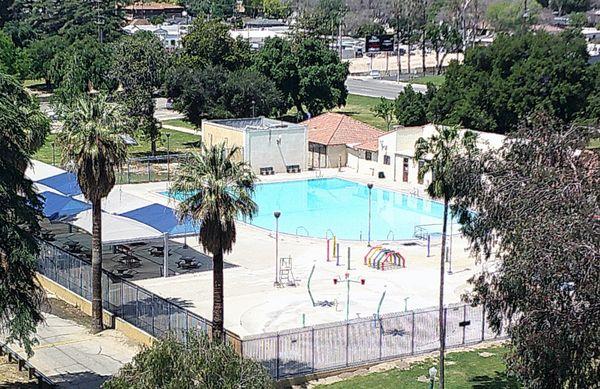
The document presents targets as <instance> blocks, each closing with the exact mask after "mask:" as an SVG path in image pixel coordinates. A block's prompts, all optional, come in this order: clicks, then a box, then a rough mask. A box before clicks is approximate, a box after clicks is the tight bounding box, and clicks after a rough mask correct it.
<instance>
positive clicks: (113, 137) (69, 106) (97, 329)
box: [57, 95, 127, 332]
mask: <svg viewBox="0 0 600 389" xmlns="http://www.w3.org/2000/svg"><path fill="white" fill-rule="evenodd" d="M59 111H60V115H61V116H62V117H63V120H64V125H63V128H62V129H61V130H60V132H59V133H58V135H57V142H58V144H59V145H60V146H61V147H62V148H63V149H64V152H63V158H64V159H65V161H64V162H65V163H67V162H70V161H72V162H73V163H74V165H75V169H76V172H77V182H78V183H79V187H80V188H81V192H82V193H83V195H84V196H85V198H86V199H87V200H88V201H90V202H91V203H92V331H93V332H100V331H102V330H103V323H102V208H101V200H102V199H103V198H104V197H106V196H108V194H109V193H110V191H111V190H112V189H113V187H114V186H115V169H117V168H118V167H119V166H121V164H123V163H124V162H125V160H126V157H127V149H126V145H125V142H124V141H123V138H122V134H123V133H125V132H126V131H125V114H124V112H123V110H122V108H121V107H120V106H118V105H116V104H114V103H111V102H109V101H108V99H107V97H106V95H97V96H90V95H81V96H80V97H78V98H77V99H75V101H73V103H72V104H71V105H69V106H61V107H60V109H59Z"/></svg>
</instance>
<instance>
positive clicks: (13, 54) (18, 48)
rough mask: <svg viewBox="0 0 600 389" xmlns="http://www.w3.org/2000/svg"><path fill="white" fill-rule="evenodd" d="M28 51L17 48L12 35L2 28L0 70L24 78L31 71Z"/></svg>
mask: <svg viewBox="0 0 600 389" xmlns="http://www.w3.org/2000/svg"><path fill="white" fill-rule="evenodd" d="M29 67H30V61H29V57H28V56H27V53H25V52H24V51H23V50H21V49H19V48H17V47H16V46H15V44H14V43H13V41H12V39H11V38H10V36H8V35H6V34H5V33H4V31H2V30H0V72H2V73H4V74H10V75H13V76H15V77H17V78H19V79H24V78H25V77H26V76H27V75H28V73H29Z"/></svg>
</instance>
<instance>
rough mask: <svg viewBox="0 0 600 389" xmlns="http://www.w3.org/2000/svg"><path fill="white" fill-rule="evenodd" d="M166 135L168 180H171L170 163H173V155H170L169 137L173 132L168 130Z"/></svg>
mask: <svg viewBox="0 0 600 389" xmlns="http://www.w3.org/2000/svg"><path fill="white" fill-rule="evenodd" d="M165 135H166V136H167V181H171V174H170V173H171V169H170V163H171V155H170V146H171V144H170V142H169V139H170V138H171V133H170V132H167V133H165Z"/></svg>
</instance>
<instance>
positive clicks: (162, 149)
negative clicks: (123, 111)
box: [33, 129, 200, 164]
mask: <svg viewBox="0 0 600 389" xmlns="http://www.w3.org/2000/svg"><path fill="white" fill-rule="evenodd" d="M166 133H170V134H171V137H170V139H169V150H170V152H171V154H177V153H184V152H187V151H191V150H194V149H195V148H197V147H199V145H200V135H194V134H188V133H185V132H181V131H175V130H169V129H163V130H162V137H161V140H160V141H159V142H158V143H157V145H156V152H157V154H166V153H167V137H166V135H165V134H166ZM55 139H56V135H55V134H49V135H48V137H47V138H46V143H45V144H44V146H42V148H41V149H39V150H38V152H37V153H36V154H35V156H34V157H33V158H34V159H37V160H40V161H42V162H46V163H52V143H53V142H54V140H55ZM136 140H137V141H138V145H137V146H132V147H130V148H129V156H130V157H131V158H135V157H143V156H147V155H150V142H148V141H146V140H144V139H141V137H139V136H138V137H136ZM61 156H62V153H61V149H60V147H55V149H54V158H55V161H56V164H59V163H60V160H61Z"/></svg>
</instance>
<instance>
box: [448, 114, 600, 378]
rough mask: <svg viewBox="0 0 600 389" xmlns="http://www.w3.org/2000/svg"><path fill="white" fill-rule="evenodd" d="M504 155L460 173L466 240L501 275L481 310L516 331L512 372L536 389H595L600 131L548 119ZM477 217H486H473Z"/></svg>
mask: <svg viewBox="0 0 600 389" xmlns="http://www.w3.org/2000/svg"><path fill="white" fill-rule="evenodd" d="M531 123H532V124H530V125H528V126H527V127H523V128H520V129H519V130H518V131H517V132H515V133H514V134H511V135H510V136H509V138H508V139H507V141H506V142H505V144H504V146H503V147H502V148H501V149H500V150H492V151H490V152H486V153H483V154H482V155H481V156H480V157H475V158H462V159H460V160H458V161H457V162H456V163H455V165H454V169H453V170H454V176H455V177H454V181H455V185H456V187H457V189H458V196H457V197H456V206H455V208H457V209H458V210H459V211H460V212H459V215H460V218H461V222H462V223H464V227H463V231H464V233H465V234H466V235H467V237H468V238H469V240H470V241H471V247H472V249H473V252H474V253H475V254H476V255H478V257H479V258H480V259H481V260H484V261H487V260H490V261H494V264H493V265H492V269H493V270H494V272H491V270H485V271H483V273H481V274H480V275H479V276H476V277H474V278H473V280H472V283H473V285H474V291H473V294H472V295H470V296H468V297H469V300H470V301H473V302H474V303H485V304H486V312H487V314H488V319H489V320H490V324H491V325H492V326H494V328H496V329H498V328H500V326H501V325H503V323H504V325H505V323H506V322H505V321H504V320H507V319H512V323H511V326H510V327H509V328H508V331H509V334H510V340H511V343H512V348H511V355H510V357H509V359H508V367H509V370H511V371H512V372H513V373H515V374H516V375H517V377H518V378H519V379H520V381H521V382H523V383H524V385H525V386H526V387H528V388H595V387H597V385H598V377H600V365H599V364H598V360H600V331H598V328H600V309H599V308H600V283H598V282H597V280H599V279H600V219H599V218H598V216H599V215H600V204H599V192H598V188H600V168H599V166H600V154H598V151H590V150H586V147H587V145H588V144H589V142H590V139H592V138H594V137H596V138H597V137H598V136H599V135H600V134H599V133H598V130H597V129H590V128H584V127H570V126H565V125H563V124H562V123H560V122H557V121H555V120H553V119H550V118H549V117H548V116H546V115H534V116H533V117H532V119H531ZM469 208H470V209H476V210H477V213H472V212H467V211H466V210H467V209H469Z"/></svg>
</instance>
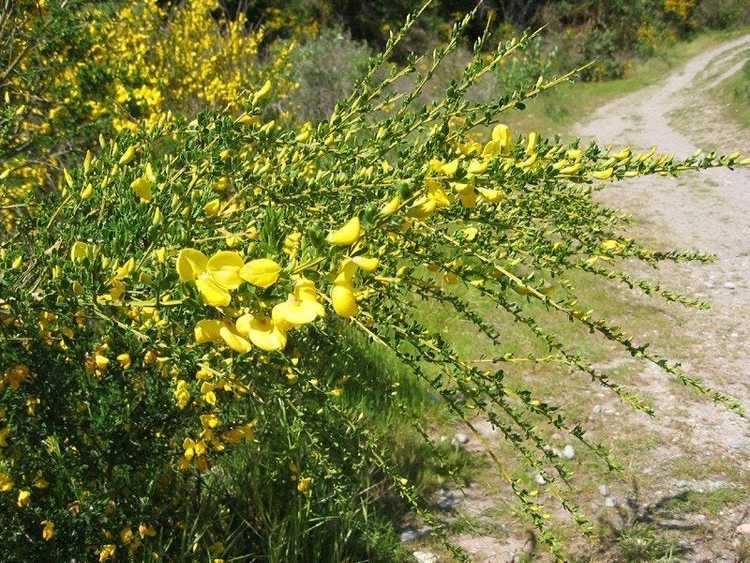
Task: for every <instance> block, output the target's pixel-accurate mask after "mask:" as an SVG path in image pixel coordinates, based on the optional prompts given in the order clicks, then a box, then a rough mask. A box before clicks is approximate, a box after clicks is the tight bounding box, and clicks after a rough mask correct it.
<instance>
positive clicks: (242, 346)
mask: <svg viewBox="0 0 750 563" xmlns="http://www.w3.org/2000/svg"><path fill="white" fill-rule="evenodd" d="M219 334H220V335H221V338H222V339H223V340H224V342H225V343H226V345H227V346H229V347H230V348H231V349H232V350H234V351H235V352H238V353H240V354H247V353H248V352H249V351H250V350H252V348H253V347H252V346H251V345H250V343H249V342H248V341H247V340H245V339H244V338H242V337H241V336H240V335H239V334H237V333H236V332H234V331H233V330H231V329H230V328H229V327H227V326H222V327H221V328H220V329H219Z"/></svg>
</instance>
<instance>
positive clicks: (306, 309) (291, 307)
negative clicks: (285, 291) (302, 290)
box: [272, 295, 323, 326]
mask: <svg viewBox="0 0 750 563" xmlns="http://www.w3.org/2000/svg"><path fill="white" fill-rule="evenodd" d="M321 309H323V306H322V305H321V304H320V303H318V302H316V301H310V300H301V299H297V298H296V297H295V296H294V295H290V296H289V299H287V300H286V301H284V302H283V303H279V304H278V305H276V306H275V307H274V308H273V312H272V317H273V320H274V321H278V320H282V321H284V322H285V323H287V324H289V325H292V326H302V325H305V324H308V323H311V322H313V321H314V320H315V319H317V318H318V316H320V312H321Z"/></svg>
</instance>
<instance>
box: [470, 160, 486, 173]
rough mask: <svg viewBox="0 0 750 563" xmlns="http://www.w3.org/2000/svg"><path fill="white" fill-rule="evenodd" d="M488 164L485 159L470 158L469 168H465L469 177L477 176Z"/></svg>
mask: <svg viewBox="0 0 750 563" xmlns="http://www.w3.org/2000/svg"><path fill="white" fill-rule="evenodd" d="M488 164H489V163H488V162H487V161H486V160H477V159H472V161H471V162H470V163H469V168H468V170H467V173H468V175H469V177H471V176H478V175H479V174H482V173H483V172H484V171H485V170H487V165H488Z"/></svg>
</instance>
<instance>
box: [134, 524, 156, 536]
mask: <svg viewBox="0 0 750 563" xmlns="http://www.w3.org/2000/svg"><path fill="white" fill-rule="evenodd" d="M138 535H139V536H141V538H142V539H145V538H147V537H149V538H152V537H154V536H155V535H156V530H155V529H154V527H153V526H150V525H149V524H146V523H145V522H141V523H140V524H138Z"/></svg>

####

• Assigned task: Within the material above, extract exactly the lines that start at the line containing "positive clicks: (113, 137)" and stop after the line containing "positive clicks: (13, 54) (18, 48)", and only those.

• Finished task:
positive clicks: (113, 137) (69, 106) (97, 329)
box: [57, 95, 127, 332]
mask: <svg viewBox="0 0 600 389" xmlns="http://www.w3.org/2000/svg"><path fill="white" fill-rule="evenodd" d="M59 111H60V115H61V116H62V117H63V120H64V125H63V128H62V129H61V130H60V132H59V133H58V135H57V142H58V144H59V145H60V146H61V147H62V148H63V149H64V152H63V158H64V159H65V161H64V162H65V163H67V162H70V161H72V162H73V163H74V165H75V169H76V172H77V182H78V183H79V187H80V188H81V192H82V193H83V195H84V196H85V198H86V199H87V200H88V201H90V202H91V203H92V331H93V332H100V331H102V330H103V323H102V208H101V200H102V199H103V198H104V197H106V196H108V194H109V193H110V191H111V190H112V189H113V187H114V186H115V169H117V168H118V167H119V166H121V164H123V163H124V162H125V160H126V157H127V149H126V145H125V142H124V141H123V138H122V134H123V133H125V132H126V131H125V114H124V112H123V110H122V108H121V107H120V106H118V105H116V104H114V103H111V102H109V101H108V99H107V97H106V95H97V96H90V95H81V96H80V97H78V98H77V99H75V101H73V103H72V104H71V105H69V106H61V107H60V109H59Z"/></svg>
</instance>
<instance>
positive clicks: (13, 54) (18, 48)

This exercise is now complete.